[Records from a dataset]

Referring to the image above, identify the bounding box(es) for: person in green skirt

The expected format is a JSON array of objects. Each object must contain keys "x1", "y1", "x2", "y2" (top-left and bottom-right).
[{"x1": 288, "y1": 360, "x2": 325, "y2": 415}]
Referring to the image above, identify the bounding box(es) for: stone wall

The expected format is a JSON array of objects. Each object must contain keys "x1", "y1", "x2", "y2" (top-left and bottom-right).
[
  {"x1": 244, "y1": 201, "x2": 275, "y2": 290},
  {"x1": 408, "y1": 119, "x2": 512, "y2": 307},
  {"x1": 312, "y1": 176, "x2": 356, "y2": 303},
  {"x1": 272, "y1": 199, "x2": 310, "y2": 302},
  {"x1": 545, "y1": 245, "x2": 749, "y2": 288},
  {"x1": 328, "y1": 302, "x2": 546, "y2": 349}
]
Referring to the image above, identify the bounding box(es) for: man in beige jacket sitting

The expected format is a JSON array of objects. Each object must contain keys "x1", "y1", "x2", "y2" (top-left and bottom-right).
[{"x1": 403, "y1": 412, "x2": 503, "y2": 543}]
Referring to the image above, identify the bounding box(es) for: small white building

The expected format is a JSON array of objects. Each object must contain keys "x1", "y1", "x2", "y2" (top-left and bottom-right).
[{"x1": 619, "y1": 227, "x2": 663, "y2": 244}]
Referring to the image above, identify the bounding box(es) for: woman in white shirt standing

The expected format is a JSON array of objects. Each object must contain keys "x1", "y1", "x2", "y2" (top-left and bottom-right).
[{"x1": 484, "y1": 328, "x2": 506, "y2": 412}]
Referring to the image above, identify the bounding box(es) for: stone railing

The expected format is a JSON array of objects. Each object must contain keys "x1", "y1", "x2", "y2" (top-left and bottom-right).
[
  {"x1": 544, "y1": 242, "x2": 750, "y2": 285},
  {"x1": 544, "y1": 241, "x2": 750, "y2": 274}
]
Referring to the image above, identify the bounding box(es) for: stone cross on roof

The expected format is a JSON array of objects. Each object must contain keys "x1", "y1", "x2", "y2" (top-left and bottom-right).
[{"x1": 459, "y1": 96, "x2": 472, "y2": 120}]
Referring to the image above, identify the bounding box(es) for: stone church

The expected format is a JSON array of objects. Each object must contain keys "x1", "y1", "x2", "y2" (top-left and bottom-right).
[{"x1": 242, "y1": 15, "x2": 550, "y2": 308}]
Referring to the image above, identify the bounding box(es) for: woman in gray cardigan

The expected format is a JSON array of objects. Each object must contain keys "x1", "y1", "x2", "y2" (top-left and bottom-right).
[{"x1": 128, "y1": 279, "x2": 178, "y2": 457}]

TO DO: Format every line of the records above as a JSON list of strings, one string per line, leaving out the blank lines.

TASK SOLUTION:
[
  "Referring to the image above, identify the bounding box(es) for: person in green skirt",
  "The expected format is a JSON array of objects. Each object must contain keys \"x1\", \"y1\", \"x2\", \"y2\" (top-left and bottom-right).",
  "[{\"x1\": 288, \"y1\": 360, \"x2\": 325, \"y2\": 415}]",
  "Referring to the image above, identify the bounding box(es) for: stone wall",
  "The expected format is a JSON array of objects. Each object must contain keys \"x1\", \"y1\", \"x2\", \"y2\" (top-left and bottom-right).",
  "[",
  "  {\"x1\": 244, \"y1\": 201, \"x2\": 275, \"y2\": 290},",
  "  {\"x1\": 408, \"y1\": 119, \"x2\": 512, \"y2\": 307},",
  "  {\"x1\": 312, \"y1\": 176, \"x2\": 356, \"y2\": 303},",
  "  {\"x1\": 272, \"y1\": 199, \"x2\": 310, \"y2\": 302},",
  "  {\"x1\": 545, \"y1\": 245, \"x2\": 749, \"y2\": 288},",
  "  {\"x1\": 328, \"y1\": 302, \"x2\": 546, \"y2\": 349}",
  "]",
  "Referring to the image above, identify the bounding box(es) for: man in beige jacket sitting",
  "The expected format is a JSON array of objects. Each object must contain keys \"x1\", \"y1\", \"x2\", \"y2\" (top-left and bottom-right).",
  "[{\"x1\": 403, \"y1\": 412, \"x2\": 503, \"y2\": 543}]",
  "Referring to the image above, identify the bounding box(es) for: small white building",
  "The expected format is a JSON array of objects. Each object must contain keys \"x1\", \"y1\", \"x2\", \"y2\" (top-left and bottom-right).",
  "[{\"x1\": 619, \"y1\": 227, \"x2\": 663, \"y2\": 244}]",
  "Referring to the image above, identify the bounding box(es) for: woman in white shirt standing",
  "The expected format is a JSON array of objects. Each object must contain keys \"x1\", \"y1\", \"x2\", \"y2\" (top-left and bottom-right).",
  "[{\"x1\": 484, \"y1\": 328, \"x2\": 506, \"y2\": 412}]",
  "Referring to the image above, identify the bounding box(es) for: stone railing",
  "The expected format is a JSON array of objects. Each object must contain keys \"x1\", \"y1\", \"x2\", \"y2\" (top-left and bottom-right).",
  "[",
  "  {\"x1\": 544, \"y1\": 242, \"x2\": 750, \"y2\": 285},",
  "  {\"x1\": 544, \"y1\": 241, \"x2\": 750, \"y2\": 274}",
  "]",
  "Referring to the image above, identify the bounding box(es) for: stone cross on roof",
  "The expected format is a JSON array of objects. Each object must contain keys \"x1\", \"y1\", \"x2\", \"y2\" (top-left and bottom-right).",
  "[{\"x1\": 459, \"y1\": 96, \"x2\": 472, \"y2\": 120}]",
  "Referring to the image above, identify the bounding box(es) for: stone church",
  "The expected format is a JSON array of objects. Each object must contain keys \"x1\", \"y1\", \"x2\", \"y2\" (top-left and bottom-right).",
  "[{\"x1\": 242, \"y1\": 15, \"x2\": 550, \"y2\": 308}]",
  "Referring to the image above, identify the bounding box(es) for: woman in gray cardigan",
  "The expected format is a JSON array of objects. Each object must contain keys \"x1\", \"y1\", \"x2\", \"y2\" (top-left and bottom-right).",
  "[{\"x1\": 128, \"y1\": 279, \"x2\": 178, \"y2\": 457}]"
]